给定数据行:
##########

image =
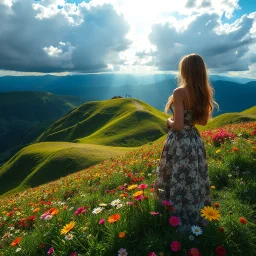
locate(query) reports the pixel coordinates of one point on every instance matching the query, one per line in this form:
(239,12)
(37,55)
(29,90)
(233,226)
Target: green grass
(232,171)
(116,122)
(230,118)
(47,161)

##########

任务目标:
摘录上面所有含有字符串“matching”的行，匹配时区分大小写。

正确输出:
locate(query) reports the pixel coordinates of one point on every instance matching the query, one per line in this form:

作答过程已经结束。